- _RECORDS FOR THIS TASK_

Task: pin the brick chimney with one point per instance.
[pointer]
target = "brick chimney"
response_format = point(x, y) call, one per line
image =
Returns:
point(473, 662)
--
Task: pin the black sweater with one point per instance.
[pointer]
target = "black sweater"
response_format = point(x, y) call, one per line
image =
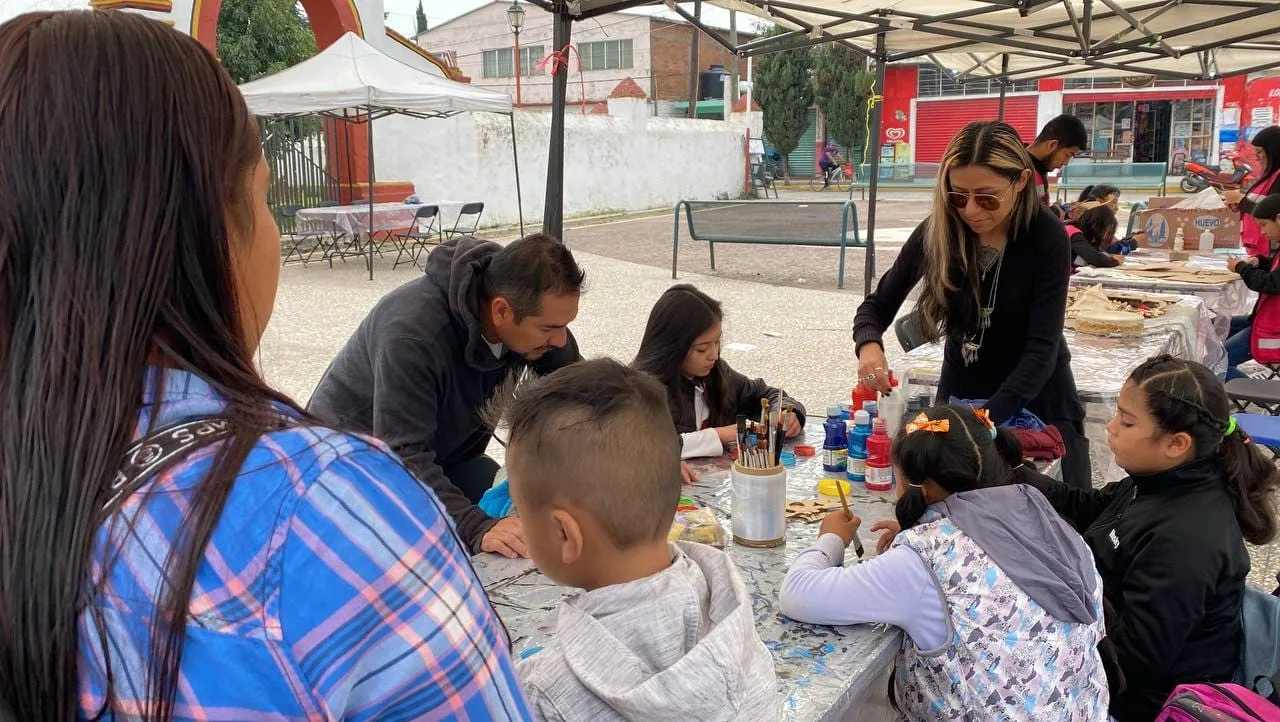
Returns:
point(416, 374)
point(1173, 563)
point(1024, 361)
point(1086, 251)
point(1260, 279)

- _PROBLEM TO WORK ON_
Reproduce the lines of the listing running from the line with "Task: pin the brick" to the line with "point(473, 662)", both included, without changing anything.

- _RESULT FOR THIS TASK_
Task: pin the brick chimney with one point per instance.
[pointer]
target = "brick chimney"
response_format = point(x, y) call, one per line
image =
Returns:
point(473, 662)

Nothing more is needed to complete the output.